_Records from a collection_
%%

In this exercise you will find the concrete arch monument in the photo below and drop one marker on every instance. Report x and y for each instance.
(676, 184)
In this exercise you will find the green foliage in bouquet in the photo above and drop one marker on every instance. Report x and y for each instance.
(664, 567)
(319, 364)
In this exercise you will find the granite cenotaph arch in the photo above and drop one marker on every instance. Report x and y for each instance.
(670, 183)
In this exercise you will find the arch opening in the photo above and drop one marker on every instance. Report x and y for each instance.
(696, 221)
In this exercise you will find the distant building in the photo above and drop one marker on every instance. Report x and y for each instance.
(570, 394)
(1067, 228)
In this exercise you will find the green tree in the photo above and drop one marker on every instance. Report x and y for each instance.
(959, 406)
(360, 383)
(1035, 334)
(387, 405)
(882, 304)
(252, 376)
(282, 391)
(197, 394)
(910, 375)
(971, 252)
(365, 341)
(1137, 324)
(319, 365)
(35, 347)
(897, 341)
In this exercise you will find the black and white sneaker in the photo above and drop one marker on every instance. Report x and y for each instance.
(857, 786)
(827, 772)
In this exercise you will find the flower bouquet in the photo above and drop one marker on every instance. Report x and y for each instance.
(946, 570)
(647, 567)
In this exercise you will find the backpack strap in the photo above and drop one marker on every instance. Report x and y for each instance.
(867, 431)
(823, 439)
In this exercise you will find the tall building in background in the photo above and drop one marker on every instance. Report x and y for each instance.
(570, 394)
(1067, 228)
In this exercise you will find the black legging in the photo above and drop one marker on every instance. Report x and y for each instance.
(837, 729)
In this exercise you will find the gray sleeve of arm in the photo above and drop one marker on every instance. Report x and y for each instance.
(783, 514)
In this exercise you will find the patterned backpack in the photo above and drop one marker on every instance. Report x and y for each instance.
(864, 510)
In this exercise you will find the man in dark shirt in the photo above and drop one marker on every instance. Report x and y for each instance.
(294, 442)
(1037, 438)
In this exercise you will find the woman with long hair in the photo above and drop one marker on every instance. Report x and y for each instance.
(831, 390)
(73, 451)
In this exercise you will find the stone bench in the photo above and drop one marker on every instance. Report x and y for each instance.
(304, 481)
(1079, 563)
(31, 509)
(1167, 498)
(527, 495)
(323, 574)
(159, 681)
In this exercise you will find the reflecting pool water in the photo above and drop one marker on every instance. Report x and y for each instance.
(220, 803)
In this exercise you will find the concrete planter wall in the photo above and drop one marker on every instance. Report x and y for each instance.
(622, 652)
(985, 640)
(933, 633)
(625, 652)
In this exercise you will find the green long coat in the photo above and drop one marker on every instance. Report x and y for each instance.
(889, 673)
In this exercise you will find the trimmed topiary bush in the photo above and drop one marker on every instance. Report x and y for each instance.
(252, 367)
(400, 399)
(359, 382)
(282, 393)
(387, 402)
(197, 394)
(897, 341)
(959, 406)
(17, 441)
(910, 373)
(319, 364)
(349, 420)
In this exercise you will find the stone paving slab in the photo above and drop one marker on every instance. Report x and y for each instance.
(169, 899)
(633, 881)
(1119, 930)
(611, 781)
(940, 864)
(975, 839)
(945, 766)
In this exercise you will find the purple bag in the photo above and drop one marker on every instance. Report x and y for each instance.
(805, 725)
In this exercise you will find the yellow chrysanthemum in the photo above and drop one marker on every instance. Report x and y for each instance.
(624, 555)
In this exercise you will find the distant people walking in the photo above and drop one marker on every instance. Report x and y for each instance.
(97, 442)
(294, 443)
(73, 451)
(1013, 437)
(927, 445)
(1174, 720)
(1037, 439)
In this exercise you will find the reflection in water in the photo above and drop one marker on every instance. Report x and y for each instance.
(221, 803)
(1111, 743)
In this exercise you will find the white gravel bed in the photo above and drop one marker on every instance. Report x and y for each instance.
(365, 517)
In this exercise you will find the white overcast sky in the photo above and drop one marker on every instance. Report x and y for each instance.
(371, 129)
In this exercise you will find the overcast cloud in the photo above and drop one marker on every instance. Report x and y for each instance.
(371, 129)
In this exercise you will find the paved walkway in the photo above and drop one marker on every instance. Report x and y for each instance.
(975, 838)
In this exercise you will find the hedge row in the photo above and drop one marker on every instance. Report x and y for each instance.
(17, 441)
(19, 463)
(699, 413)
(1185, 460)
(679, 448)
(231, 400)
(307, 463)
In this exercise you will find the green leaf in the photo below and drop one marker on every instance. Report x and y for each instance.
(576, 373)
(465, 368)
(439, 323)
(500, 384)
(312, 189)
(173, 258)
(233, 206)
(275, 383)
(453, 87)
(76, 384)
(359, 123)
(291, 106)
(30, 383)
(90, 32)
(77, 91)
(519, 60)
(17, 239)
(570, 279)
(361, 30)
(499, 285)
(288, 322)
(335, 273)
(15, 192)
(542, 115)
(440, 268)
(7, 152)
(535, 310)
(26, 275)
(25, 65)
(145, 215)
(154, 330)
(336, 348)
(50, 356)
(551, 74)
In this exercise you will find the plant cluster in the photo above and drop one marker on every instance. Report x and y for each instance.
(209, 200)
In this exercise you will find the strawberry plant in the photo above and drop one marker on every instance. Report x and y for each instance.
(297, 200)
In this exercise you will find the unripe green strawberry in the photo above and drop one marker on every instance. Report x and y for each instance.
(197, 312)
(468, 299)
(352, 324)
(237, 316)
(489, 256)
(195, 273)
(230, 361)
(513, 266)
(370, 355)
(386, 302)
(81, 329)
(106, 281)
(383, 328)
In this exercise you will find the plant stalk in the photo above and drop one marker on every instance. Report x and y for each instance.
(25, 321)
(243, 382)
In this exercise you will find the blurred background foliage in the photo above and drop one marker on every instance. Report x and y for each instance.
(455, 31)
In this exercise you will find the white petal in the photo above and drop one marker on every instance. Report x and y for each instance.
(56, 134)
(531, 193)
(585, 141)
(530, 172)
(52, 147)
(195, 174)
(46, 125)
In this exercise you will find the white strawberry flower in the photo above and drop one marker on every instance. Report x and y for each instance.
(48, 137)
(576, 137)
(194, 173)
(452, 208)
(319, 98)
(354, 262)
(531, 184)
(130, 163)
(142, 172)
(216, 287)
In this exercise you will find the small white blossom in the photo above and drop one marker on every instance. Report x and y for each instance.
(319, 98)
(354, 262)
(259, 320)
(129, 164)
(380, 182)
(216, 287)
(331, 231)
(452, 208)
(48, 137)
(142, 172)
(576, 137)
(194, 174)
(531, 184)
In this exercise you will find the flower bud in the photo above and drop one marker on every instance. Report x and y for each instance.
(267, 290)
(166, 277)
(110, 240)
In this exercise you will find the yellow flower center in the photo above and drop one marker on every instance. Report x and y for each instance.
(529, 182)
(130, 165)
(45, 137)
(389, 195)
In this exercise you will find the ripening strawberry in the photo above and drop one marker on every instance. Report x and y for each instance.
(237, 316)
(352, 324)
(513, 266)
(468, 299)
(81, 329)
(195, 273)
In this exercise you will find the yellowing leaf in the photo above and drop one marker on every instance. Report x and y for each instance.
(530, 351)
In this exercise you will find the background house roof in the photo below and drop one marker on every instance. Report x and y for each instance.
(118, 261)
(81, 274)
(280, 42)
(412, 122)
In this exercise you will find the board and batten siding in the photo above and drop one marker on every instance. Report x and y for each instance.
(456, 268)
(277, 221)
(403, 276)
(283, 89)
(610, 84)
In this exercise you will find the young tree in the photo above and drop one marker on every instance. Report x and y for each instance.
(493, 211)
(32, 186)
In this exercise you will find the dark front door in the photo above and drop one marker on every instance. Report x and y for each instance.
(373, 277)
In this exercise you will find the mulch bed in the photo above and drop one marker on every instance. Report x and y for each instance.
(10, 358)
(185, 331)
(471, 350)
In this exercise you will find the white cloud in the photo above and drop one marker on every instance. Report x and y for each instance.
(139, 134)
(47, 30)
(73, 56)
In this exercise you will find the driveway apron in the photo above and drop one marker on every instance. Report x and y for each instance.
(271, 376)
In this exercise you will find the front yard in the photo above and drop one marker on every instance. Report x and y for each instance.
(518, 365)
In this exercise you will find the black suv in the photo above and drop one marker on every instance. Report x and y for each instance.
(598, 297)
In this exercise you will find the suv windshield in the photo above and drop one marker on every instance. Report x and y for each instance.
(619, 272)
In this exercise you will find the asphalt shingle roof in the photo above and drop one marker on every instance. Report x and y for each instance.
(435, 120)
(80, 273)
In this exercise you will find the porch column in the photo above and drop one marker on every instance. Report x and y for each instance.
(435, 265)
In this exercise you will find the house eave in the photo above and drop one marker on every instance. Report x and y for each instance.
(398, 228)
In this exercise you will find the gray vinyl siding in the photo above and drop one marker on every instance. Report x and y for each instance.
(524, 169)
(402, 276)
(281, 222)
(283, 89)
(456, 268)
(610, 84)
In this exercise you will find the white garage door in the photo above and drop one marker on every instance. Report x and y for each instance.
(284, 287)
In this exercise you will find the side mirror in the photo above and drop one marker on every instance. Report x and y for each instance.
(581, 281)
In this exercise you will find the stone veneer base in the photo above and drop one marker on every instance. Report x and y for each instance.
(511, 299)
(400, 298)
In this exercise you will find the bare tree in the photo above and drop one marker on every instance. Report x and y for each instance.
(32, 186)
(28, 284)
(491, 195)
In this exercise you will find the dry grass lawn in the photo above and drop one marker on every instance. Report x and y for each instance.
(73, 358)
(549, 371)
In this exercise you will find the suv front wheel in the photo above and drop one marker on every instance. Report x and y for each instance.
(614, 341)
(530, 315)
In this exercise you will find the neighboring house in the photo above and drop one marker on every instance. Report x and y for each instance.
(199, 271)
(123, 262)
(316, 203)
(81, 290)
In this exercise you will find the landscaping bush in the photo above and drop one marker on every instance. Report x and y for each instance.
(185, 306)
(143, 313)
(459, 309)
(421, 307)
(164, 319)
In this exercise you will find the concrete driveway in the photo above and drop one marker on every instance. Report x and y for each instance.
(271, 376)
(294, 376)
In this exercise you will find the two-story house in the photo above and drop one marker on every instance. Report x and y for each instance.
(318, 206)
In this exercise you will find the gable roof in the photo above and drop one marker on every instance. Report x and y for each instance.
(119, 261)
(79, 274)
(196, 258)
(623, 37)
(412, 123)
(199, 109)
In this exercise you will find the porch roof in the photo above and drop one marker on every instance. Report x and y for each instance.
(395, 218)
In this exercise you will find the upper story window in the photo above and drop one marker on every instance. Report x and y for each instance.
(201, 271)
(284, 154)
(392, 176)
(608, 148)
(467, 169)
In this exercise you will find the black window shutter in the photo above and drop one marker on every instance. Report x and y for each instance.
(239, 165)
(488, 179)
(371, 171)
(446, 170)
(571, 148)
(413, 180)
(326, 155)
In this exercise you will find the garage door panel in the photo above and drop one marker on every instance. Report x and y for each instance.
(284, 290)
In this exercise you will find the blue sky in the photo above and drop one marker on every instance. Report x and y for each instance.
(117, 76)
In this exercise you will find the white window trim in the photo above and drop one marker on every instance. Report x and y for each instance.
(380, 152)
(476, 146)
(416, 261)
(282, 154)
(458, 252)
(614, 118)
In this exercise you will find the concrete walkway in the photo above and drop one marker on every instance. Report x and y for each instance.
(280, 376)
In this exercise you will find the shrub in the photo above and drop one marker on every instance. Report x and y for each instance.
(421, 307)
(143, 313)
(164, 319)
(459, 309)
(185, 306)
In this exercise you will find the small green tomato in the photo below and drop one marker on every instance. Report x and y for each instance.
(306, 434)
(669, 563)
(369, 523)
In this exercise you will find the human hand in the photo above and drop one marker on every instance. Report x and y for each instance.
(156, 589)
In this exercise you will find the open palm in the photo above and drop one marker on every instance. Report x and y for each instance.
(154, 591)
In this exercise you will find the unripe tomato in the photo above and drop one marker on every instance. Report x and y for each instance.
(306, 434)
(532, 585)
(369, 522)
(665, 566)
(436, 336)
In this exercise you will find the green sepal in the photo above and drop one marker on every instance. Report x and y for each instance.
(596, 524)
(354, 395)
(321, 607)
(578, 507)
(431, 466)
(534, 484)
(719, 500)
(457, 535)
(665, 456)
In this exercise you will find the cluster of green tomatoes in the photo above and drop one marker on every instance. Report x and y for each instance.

%%

_Problem description_
Rewrite the material from the line containing "In this exercise you will find the concrete walkway" through the end, replacing "marker" with "pin" and leaving everything else unchanged.

_Written answer_
In this exercise you will find the concrete walkway in the photo above and drop one pin on every instance. Report x and y for each instance.
(280, 376)
In this exercise you will find the shrub in the photo above and drop one pin on every instance. Report x and y for each instance.
(421, 307)
(143, 313)
(164, 319)
(459, 309)
(185, 306)
In this exercise you will find the small green tomato in the photo below and drop one pin on every instance. Report x and y for each instance.
(306, 434)
(669, 563)
(369, 523)
In this exercise you will find the human hand in the photo above and drop one pin on every instance. Report x and y for each instance.
(156, 589)
In this exercise you will find the open palm in the photo above and drop one pin on every instance. Report x and y for each instance.
(154, 591)
In this exercise you will find the unripe tomato in the photo above and drop one pin on every instance. Report x and y for each instance.
(306, 434)
(532, 585)
(369, 522)
(665, 566)
(436, 336)
In this exercise you will find the green sepal in the photo above and drop one pin on every instance. Report x and y for each instance.
(596, 524)
(354, 395)
(321, 607)
(578, 507)
(431, 466)
(534, 484)
(719, 500)
(457, 535)
(665, 456)
In this exercise you will find the cluster of green tomatoes in the photo above and drop one pin on every instance. Report x and y for each instance.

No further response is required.